# PROBLEM SET:
**a)** According to the passage on Canadian healthcare, how many trained international medical graduates already in Canada cannot practise?
**b)** Copy word for word everything from "The Receipt" down to "written its referral." in the passage on Canadian healthcare.

-- PROVIDED PASSAGE follows --

The Receipt

Every targeted Canadian healthcare intervention produced measurable improvement while active. None survived the end of its own funding cycle. Saskatchewan halved surgical wait times in four years — the gains reversed. The 2004 national 10-Year Plan produced peak benchmark compliance by 2010; the system has retreated since. Meanwhile, 13,000 trained international medical graduates already in Canada cannot practise, 75 family medicine residency seats sit unfilled, and immigration policy changes are constricting the one physician pipeline that was partially working. Peer countries with universal systems achieve better access at comparable or lower cost. The data has written its referral.

-- PROVIDED PASSAGE concluded --
-- GIVEN DATA follows --

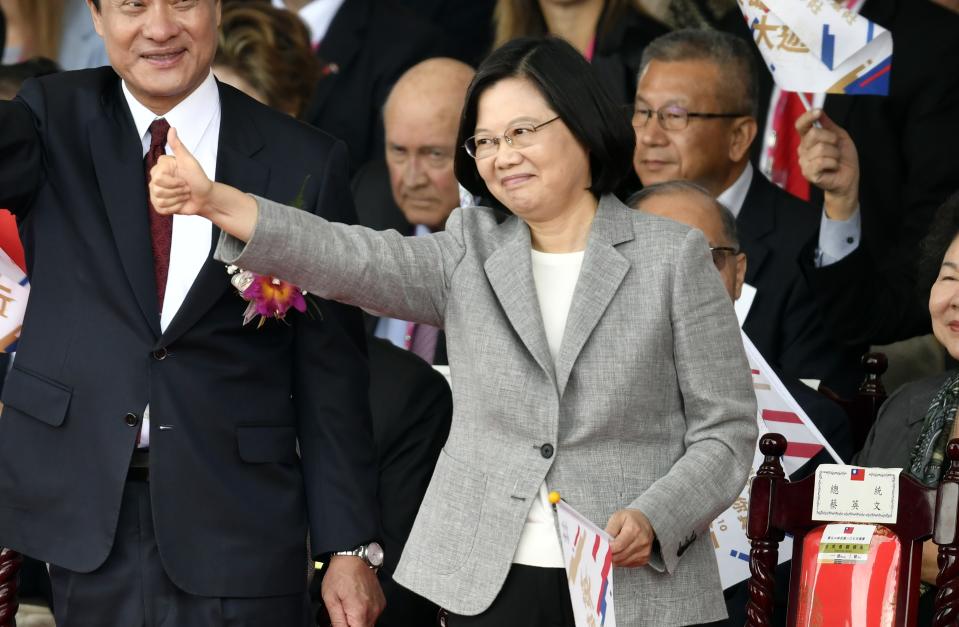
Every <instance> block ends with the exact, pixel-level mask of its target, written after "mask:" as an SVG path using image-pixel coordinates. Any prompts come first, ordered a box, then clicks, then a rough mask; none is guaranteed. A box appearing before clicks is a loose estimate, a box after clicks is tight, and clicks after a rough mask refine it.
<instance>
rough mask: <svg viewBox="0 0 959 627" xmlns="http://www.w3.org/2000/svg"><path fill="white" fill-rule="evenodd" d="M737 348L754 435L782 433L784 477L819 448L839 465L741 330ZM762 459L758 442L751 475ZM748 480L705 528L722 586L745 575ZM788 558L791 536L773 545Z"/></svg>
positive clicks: (747, 569)
mask: <svg viewBox="0 0 959 627" xmlns="http://www.w3.org/2000/svg"><path fill="white" fill-rule="evenodd" d="M742 338H743V348H745V349H746V357H747V359H748V360H749V368H750V371H751V373H752V376H753V391H754V392H755V394H756V421H757V423H758V427H759V437H760V438H762V436H763V435H764V434H766V433H770V432H775V433H781V434H783V435H784V436H786V441H787V448H786V454H785V455H784V456H783V458H782V460H781V461H782V465H783V470H785V472H786V475H787V476H789V475H792V474H793V473H794V472H796V471H797V470H799V469H800V468H801V467H802V466H804V465H805V464H806V463H807V462H809V460H811V459H812V458H813V457H815V456H816V455H818V454H819V453H820V452H821V451H823V450H825V451H827V452H828V453H829V455H830V456H831V457H832V458H833V459H834V460H835V461H836V463H837V464H841V463H843V462H842V460H841V459H840V458H839V456H838V455H837V454H836V451H834V450H833V448H832V447H831V446H830V445H829V442H827V441H826V438H824V437H823V435H822V433H821V432H820V431H819V429H818V428H817V427H816V425H814V424H813V422H812V420H810V419H809V416H807V415H806V412H805V411H804V410H803V408H802V407H800V406H799V403H797V402H796V399H794V398H793V397H792V395H791V394H790V393H789V392H788V391H787V390H786V386H784V385H783V382H782V381H780V380H779V377H778V376H776V373H775V372H773V370H772V368H770V367H769V364H768V363H766V360H765V359H764V358H763V356H762V355H761V354H760V353H759V351H758V350H757V349H756V347H755V346H754V345H753V343H752V341H750V339H749V338H748V337H746V334H745V333H743V334H742ZM762 462H763V456H762V453H760V452H759V441H758V440H757V442H756V450H755V452H754V454H753V474H755V473H756V471H757V470H759V466H760V464H762ZM748 504H749V483H748V482H747V483H746V487H744V488H743V491H742V492H741V493H740V495H739V497H738V498H737V499H736V500H735V501H734V502H733V504H732V505H731V506H730V507H729V508H727V509H726V511H724V512H723V513H722V514H720V515H719V516H718V517H717V518H716V520H714V521H713V522H712V523H711V524H710V526H709V536H710V539H711V540H712V542H713V548H714V549H715V550H716V560H717V561H718V562H719V577H720V580H721V581H722V585H723V588H724V589H725V588H729V587H730V586H733V585H735V584H737V583H739V582H741V581H745V580H746V579H748V578H749V539H748V538H747V537H746V527H747V524H748V522H749V505H748ZM791 557H792V538H791V537H789V536H786V539H785V540H784V541H783V542H781V543H780V544H779V563H780V564H782V563H783V562H787V561H789V559H790V558H791Z"/></svg>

-- GIVEN DATA concluded --

# SOLUTIONS TO THE EXERCISE:
**a)** 13,000

**b)**
The Receipt

Every targeted Canadian healthcare intervention produced measurable improvement while active. None survived the end of its own funding cycle. Saskatchewan halved surgical wait times in four years — the gains reversed. The 2004 national 10-Year Plan produced peak benchmark compliance by 2010; the system has retreated since. Meanwhile, 13,000 trained international medical graduates already in Canada cannot practise, 75 family medicine residency seats sit unfilled, and immigration policy changes are constricting the one physician pipeline that was partially working. Peer countries with universal systems achieve better access at comparable or lower cost. The data has written its referral.